┌─ Available records

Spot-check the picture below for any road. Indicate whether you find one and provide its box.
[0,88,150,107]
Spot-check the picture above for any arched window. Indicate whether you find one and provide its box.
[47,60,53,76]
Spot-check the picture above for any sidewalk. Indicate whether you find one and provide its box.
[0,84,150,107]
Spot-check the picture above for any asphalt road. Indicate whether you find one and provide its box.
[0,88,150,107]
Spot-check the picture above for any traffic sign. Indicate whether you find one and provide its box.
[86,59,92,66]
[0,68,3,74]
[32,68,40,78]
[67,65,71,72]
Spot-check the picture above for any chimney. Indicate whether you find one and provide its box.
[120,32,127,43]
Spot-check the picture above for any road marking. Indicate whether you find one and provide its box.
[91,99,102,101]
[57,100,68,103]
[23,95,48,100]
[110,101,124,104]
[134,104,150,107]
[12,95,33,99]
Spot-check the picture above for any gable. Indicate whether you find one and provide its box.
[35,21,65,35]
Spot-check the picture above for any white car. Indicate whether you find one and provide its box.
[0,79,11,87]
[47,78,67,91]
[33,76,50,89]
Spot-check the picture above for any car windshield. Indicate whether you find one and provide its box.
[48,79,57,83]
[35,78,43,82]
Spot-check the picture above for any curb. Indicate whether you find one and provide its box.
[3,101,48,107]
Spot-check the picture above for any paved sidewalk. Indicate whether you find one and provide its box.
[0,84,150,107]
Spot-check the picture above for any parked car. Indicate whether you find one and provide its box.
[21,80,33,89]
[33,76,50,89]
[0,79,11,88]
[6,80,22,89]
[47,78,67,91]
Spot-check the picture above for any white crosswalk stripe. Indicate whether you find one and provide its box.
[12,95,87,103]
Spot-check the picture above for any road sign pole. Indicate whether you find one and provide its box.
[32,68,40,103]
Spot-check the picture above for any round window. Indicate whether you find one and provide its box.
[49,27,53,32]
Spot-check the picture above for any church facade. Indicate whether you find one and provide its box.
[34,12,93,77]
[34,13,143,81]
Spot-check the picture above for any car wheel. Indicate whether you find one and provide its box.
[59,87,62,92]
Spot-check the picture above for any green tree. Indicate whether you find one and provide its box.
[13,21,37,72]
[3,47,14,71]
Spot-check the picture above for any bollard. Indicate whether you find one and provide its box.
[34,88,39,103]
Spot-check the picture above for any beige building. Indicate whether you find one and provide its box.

└─

§ Exercise directions
Turn every one of the records above into a numbered list, one line per item, and leave out any blank lines.

§ The result
1. Spot-check the picture below for any road. Indicate whether you find one and provide its box.
2. [0,88,150,107]
3. Spot-check the picture above for any arched window. Indicate whether you find one and provide its box.
4. [47,60,53,76]
5. Spot-check the picture above for any sidewalk. Indicate whether you find one and provide its box.
6. [0,84,150,107]
7. Spot-check the picture above for any asphalt road. Indicate whether you find one and provide its box.
8. [0,88,150,107]
9. Spot-check the picture above for any traffic sign. Indicate whether you find one and provide its box.
10. [86,59,92,66]
11. [0,68,3,74]
12. [32,68,40,78]
13. [67,65,71,72]
14. Spot-check the picture above for any chimney. Indicate whether you find one and provide its box.
15. [120,32,127,43]
16. Spot-check the picture above for any road marking. Indicate whether you find one and provide its box.
17. [91,99,102,101]
18. [57,100,68,103]
19. [23,95,48,100]
20. [110,101,124,104]
21. [134,104,150,107]
22. [12,95,33,99]
23. Spot-check the picture above for any gable. Indicate whether you find one and provide its box.
24. [35,21,65,35]
25. Spot-check the picture above for any white car. Indicate whether you find one and provide its box.
26. [0,79,11,87]
27. [47,78,67,91]
28. [33,76,50,89]
29. Spot-check the picture above for any car windshield. Indicate whether you find one and provide its box.
30. [48,79,57,83]
31. [35,78,43,82]
32. Spot-check the picture above for any curb. Indicate whether you find one and provide its box.
33. [3,101,48,107]
34. Spot-check the picture above for any paved sidewalk. Indicate whether you find one and provide its box.
35. [0,84,150,107]
36. Spot-check the picture above for any parked car. Indicate whether you find one and provide its box.
37. [21,80,33,89]
38. [33,76,50,89]
39. [0,79,11,88]
40. [6,80,22,89]
41. [47,78,67,91]
42. Spot-check the picture above for any white crosswalk stripe. Indicate whether you find one and provide its box.
43. [12,95,87,103]
44. Spot-check the picture above for any road sign pole. Indicate whether you find one and provide its box.
45. [32,68,40,103]
46. Spot-check the picture above for any round window. Indicate whether you find one and provide its box.
47. [49,27,53,32]
48. Spot-check the picture above for any church facade. Indicate whether you find one and provide its box.
49. [34,12,93,77]
50. [34,13,143,81]
51. Spot-check the picture above for any car wheel. Indicate whether you find one and provide its box.
52. [59,87,62,92]
53. Spot-check the picture above for any green tree. Indicate whether you find one and provide its box.
54. [13,21,37,72]
55. [3,47,14,71]
56. Spot-check the picture above for any bollard. Indicate whether you find one and provide its box.
57. [34,88,39,103]
58. Spot-check the picture above for any beige building. Indicate whether you find one and provide its box.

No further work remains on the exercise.